Print the passage of the forum discussion on loan indexation starting at the words "I realise this" and stopping after "personal tax position.".

> EXTRACT TO READ:
--------------------------------------------------

Indexation of NRBDT loan

I realise this has been discussed extensively but cannot find an answer to whether Trustees can waive the indication, where there is no express power, without it being a breach of their duties?

In this case we have a £234k loan from 2002 when Mr X died. Mrs X has now died (taxable estate) and with indexation we would be looking at a huge income tax bill plus IHT on termination.

The discretionary beneficiaries are the same as the beneficiaries under Mrs X’s Will (50/50). One beneficiary lives in the uk and is a higher rate tax payer. The other lives abroad and suffers from severe mental health difficulties but has capacity to manage his affairs - I’m not sure, however, that he would cope very well with a complex personal tax position.

It seems to me that if the Beneficiaries wish to ask the Trustees to consider winding up the trust and splitting everything 50/50, and they agree to do so - then waiving the indexation is in the interest of the Beneficiaries, so is not a dereliction of their duties.

I’d greatly appreciate your thoughts

Many thanks

My views on the tax treatment of indexation are at https://trustsdiscussionforum.co.uk/t/rpi-indexation-when-can-it-be-called-in/19589/10

I do not believe the trustees can waive it unless they have power to do so. HMRC’s purblind attitude to it means that if it is income it ought not to be subject to IHT RPT charges. Of course they might run the perverse argument that its entire net present value is a capital asset, ridiculous where the indexation will be income (so they say) when it falls due and payable. The counter might be that receivability without receipt is a nothing, which has a traditional appeal to the judiciary. However, the argument that the value of the debt is the total amount repayable net of income tax on the indexation and discounted for deferred receipt is hard to resist.

--------------------------------------------------

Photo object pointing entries
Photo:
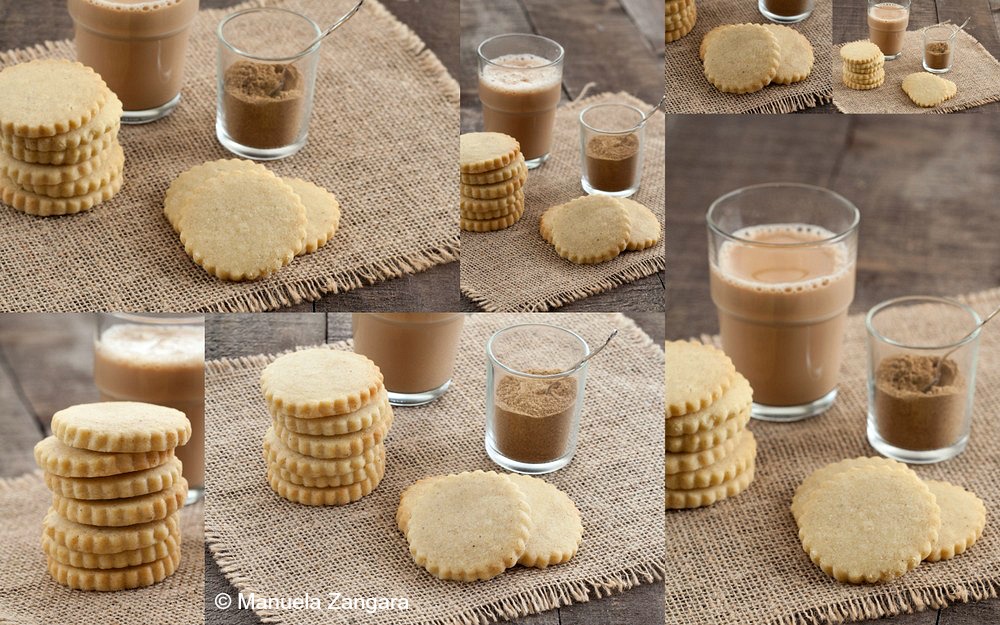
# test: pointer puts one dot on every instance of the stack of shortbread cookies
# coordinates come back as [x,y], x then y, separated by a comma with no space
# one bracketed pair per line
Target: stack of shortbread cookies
[531,523]
[709,453]
[59,151]
[238,221]
[116,494]
[330,415]
[863,65]
[870,520]
[493,177]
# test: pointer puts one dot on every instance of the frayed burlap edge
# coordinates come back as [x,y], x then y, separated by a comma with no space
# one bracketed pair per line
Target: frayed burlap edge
[281,296]
[518,605]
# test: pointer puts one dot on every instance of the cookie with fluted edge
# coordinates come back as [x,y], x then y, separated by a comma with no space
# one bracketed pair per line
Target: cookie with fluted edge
[320,383]
[121,512]
[481,152]
[55,456]
[734,401]
[556,531]
[469,526]
[701,497]
[696,376]
[115,579]
[963,518]
[46,97]
[869,524]
[590,229]
[121,426]
[724,470]
[742,59]
[331,496]
[117,486]
[277,454]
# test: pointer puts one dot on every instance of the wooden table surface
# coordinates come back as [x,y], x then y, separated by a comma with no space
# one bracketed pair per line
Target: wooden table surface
[615,44]
[850,23]
[435,21]
[927,190]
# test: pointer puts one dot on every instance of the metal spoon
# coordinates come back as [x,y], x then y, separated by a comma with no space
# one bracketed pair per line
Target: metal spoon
[937,369]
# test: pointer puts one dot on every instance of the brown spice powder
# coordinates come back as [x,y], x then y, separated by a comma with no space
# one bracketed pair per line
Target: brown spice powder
[533,418]
[263,104]
[909,418]
[612,161]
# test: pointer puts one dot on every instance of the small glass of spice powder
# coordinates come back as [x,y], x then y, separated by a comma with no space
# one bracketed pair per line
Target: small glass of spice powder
[534,396]
[611,142]
[920,405]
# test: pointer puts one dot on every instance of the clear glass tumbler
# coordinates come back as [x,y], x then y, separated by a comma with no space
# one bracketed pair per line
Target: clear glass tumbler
[520,82]
[913,417]
[782,259]
[266,76]
[157,359]
[534,395]
[611,143]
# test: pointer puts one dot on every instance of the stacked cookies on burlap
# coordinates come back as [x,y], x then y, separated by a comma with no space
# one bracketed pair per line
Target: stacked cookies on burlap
[709,453]
[59,151]
[330,415]
[117,490]
[493,177]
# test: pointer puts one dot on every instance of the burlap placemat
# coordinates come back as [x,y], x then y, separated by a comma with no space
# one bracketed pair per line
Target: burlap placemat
[975,71]
[740,561]
[29,596]
[516,270]
[384,162]
[689,92]
[275,548]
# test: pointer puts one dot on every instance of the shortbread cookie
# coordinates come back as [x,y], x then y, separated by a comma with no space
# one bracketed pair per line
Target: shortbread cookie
[696,376]
[796,55]
[46,97]
[320,383]
[485,151]
[243,225]
[447,520]
[94,181]
[275,453]
[184,185]
[322,213]
[556,531]
[332,496]
[134,557]
[701,497]
[121,512]
[54,456]
[734,401]
[121,426]
[869,524]
[107,540]
[724,470]
[706,439]
[963,517]
[340,446]
[339,424]
[591,229]
[742,59]
[121,486]
[645,229]
[115,579]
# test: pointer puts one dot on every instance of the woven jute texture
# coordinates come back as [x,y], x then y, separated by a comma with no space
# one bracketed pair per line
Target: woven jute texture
[740,561]
[516,270]
[29,596]
[275,548]
[384,163]
[974,70]
[689,92]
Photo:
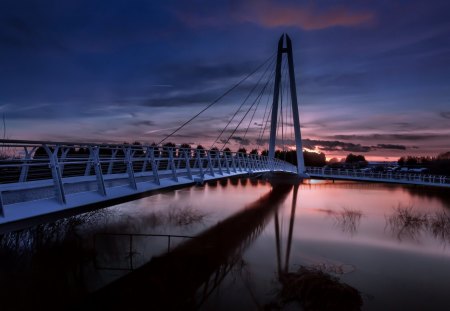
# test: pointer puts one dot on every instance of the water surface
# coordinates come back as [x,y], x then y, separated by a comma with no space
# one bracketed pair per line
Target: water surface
[350,231]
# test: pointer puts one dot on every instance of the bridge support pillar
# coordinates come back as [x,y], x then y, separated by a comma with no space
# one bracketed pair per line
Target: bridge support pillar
[276,95]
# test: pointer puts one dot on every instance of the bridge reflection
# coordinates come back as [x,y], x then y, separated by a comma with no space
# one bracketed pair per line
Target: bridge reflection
[184,277]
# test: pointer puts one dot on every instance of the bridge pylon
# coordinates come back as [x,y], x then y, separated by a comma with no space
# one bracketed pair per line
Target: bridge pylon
[276,96]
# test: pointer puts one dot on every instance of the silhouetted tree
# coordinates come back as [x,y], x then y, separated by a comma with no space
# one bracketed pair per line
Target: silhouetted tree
[242,150]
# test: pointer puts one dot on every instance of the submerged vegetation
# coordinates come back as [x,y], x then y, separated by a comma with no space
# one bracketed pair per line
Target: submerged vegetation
[316,290]
[348,219]
[407,222]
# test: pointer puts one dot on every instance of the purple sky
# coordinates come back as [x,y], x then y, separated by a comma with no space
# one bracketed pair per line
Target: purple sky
[373,76]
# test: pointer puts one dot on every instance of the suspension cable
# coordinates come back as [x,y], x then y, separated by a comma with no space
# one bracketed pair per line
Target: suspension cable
[257,105]
[235,129]
[217,99]
[243,103]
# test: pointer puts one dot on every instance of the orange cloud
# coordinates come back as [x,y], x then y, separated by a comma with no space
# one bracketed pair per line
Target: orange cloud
[268,14]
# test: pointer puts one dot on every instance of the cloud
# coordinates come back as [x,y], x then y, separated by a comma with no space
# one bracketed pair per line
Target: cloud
[325,145]
[272,14]
[241,140]
[335,145]
[389,146]
[445,114]
[143,123]
[392,137]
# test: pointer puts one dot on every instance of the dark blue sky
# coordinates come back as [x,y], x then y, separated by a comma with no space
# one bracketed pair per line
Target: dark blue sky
[373,76]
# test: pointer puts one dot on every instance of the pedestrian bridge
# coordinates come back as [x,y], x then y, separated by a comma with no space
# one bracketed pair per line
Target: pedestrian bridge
[41,181]
[62,179]
[383,177]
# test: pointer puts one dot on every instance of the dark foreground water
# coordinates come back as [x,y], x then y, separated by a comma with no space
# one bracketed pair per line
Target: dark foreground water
[241,244]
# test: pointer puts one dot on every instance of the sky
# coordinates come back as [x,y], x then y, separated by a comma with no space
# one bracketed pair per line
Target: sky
[372,76]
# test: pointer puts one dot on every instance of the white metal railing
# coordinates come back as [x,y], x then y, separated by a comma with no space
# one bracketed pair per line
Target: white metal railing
[38,164]
[379,176]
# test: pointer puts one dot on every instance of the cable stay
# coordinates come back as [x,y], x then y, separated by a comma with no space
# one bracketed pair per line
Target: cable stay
[243,103]
[217,99]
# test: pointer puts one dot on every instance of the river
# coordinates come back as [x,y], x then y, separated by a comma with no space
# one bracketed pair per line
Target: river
[241,244]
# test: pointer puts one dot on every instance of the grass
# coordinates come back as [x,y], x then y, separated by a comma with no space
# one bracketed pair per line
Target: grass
[184,216]
[407,222]
[348,219]
[316,290]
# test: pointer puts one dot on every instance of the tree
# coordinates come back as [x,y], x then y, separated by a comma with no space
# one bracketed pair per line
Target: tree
[242,150]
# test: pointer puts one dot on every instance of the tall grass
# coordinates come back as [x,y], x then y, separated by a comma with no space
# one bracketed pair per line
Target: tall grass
[408,222]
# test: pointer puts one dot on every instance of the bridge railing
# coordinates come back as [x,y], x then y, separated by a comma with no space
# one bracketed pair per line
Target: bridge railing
[68,168]
[380,176]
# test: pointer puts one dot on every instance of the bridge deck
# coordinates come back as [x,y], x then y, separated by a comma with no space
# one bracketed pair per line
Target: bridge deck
[383,177]
[51,180]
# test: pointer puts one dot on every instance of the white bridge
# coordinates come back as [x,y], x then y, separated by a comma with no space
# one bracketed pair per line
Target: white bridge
[41,181]
[55,178]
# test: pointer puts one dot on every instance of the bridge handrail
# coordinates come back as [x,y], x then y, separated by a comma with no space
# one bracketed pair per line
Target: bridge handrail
[26,165]
[380,176]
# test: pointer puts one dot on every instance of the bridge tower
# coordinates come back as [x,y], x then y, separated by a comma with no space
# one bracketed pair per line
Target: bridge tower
[276,95]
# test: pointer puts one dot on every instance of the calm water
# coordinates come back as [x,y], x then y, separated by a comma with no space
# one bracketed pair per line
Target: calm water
[350,231]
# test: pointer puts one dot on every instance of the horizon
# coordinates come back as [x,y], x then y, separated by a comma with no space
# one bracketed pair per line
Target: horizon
[372,77]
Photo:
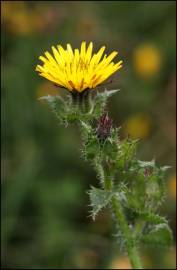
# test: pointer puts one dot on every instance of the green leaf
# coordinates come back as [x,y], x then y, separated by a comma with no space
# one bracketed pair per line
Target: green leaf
[160,234]
[99,101]
[99,199]
[57,105]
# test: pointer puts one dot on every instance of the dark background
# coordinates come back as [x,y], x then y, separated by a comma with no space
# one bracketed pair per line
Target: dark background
[45,211]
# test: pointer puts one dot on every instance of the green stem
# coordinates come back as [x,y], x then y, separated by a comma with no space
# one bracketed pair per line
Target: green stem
[127,234]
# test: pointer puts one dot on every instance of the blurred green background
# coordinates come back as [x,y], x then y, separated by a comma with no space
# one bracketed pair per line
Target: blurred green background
[45,213]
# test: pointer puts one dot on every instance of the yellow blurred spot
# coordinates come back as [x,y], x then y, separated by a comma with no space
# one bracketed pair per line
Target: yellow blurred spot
[172,186]
[147,60]
[87,259]
[121,262]
[45,89]
[137,126]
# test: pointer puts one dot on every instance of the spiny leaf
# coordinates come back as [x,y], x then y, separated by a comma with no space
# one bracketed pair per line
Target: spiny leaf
[160,234]
[152,218]
[99,199]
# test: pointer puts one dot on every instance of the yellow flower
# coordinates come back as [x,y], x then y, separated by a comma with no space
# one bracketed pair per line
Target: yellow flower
[137,126]
[121,262]
[146,60]
[77,70]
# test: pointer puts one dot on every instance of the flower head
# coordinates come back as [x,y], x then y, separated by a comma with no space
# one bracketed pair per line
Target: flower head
[77,70]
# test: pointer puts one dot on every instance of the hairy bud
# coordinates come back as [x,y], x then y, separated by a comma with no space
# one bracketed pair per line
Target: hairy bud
[104,126]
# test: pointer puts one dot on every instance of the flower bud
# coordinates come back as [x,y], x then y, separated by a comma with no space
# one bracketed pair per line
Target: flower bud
[104,126]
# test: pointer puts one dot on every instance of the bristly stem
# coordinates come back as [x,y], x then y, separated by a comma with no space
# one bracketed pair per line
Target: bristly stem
[127,234]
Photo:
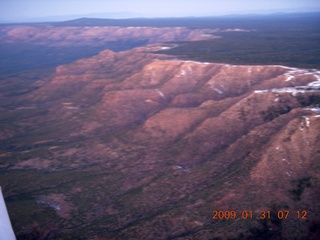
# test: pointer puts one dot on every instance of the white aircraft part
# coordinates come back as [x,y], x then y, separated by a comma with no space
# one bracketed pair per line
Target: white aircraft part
[6,231]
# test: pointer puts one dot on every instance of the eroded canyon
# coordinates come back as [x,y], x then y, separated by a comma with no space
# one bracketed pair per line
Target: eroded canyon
[141,145]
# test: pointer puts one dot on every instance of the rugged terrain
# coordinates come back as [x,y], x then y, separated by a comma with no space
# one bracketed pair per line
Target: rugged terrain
[141,145]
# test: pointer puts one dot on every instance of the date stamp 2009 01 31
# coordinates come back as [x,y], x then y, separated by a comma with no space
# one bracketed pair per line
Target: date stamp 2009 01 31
[261,214]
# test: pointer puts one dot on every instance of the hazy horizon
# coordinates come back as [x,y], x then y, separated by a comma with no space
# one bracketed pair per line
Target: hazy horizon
[36,10]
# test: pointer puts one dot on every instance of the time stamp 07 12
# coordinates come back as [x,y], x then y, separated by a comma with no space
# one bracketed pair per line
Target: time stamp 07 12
[261,214]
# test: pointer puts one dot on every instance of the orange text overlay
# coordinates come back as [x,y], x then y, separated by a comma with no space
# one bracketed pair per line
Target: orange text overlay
[261,214]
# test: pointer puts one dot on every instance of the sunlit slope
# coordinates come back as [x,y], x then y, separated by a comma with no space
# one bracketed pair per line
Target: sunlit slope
[137,145]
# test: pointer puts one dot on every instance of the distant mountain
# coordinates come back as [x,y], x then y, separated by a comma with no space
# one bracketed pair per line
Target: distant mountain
[109,15]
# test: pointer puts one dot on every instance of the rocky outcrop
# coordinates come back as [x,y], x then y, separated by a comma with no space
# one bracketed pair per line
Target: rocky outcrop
[95,36]
[146,144]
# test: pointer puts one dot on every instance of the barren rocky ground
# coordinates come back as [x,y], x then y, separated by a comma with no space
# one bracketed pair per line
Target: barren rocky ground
[141,145]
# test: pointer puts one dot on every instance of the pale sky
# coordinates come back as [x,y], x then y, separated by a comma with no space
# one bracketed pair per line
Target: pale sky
[20,10]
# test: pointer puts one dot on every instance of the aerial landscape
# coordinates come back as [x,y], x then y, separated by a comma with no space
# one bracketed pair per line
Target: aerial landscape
[165,127]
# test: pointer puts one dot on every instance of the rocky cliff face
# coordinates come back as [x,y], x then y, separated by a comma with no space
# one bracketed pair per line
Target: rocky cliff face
[146,146]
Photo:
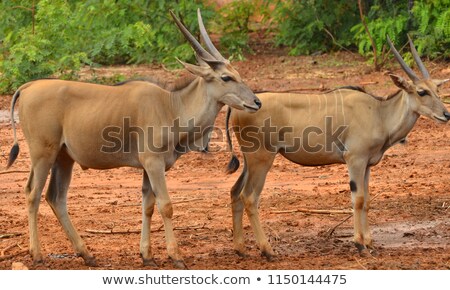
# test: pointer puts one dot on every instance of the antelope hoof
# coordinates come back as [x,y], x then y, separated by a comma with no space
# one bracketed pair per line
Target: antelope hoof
[179,264]
[91,262]
[149,262]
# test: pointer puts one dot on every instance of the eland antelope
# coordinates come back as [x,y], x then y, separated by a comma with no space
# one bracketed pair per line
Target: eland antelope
[136,124]
[346,125]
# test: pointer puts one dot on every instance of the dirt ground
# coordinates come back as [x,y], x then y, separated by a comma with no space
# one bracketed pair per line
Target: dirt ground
[410,216]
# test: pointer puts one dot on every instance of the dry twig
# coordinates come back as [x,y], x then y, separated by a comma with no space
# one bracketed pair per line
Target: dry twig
[7,257]
[10,235]
[14,171]
[7,249]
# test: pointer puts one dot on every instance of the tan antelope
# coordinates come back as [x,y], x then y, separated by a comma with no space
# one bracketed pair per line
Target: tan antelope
[135,124]
[345,125]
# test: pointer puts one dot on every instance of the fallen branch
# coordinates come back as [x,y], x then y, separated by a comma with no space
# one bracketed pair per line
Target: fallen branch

--------------------------------------------------

> RESULT BELOW:
I realise this has been discussed extensively but cannot find an answer to whether Trustees can waive the indication, where there is no express power, without it being a breach of their duties?

In this case we have a £234k loan from 2002 when Mr X died. Mrs X has now died (taxable estate) and with indexation we would be looking at a huge income tax bill plus IHT on termination.

The discretionary beneficiaries are the same as the beneficiaries under Mrs X’s Will (50/50). One beneficiary lives in the uk and is a higher rate tax payer. The other lives abroad and suffers from severe mental health difficulties but has capacity to manage his affairs - I’m not sure, however, that he would cope very well with a complex personal tax position.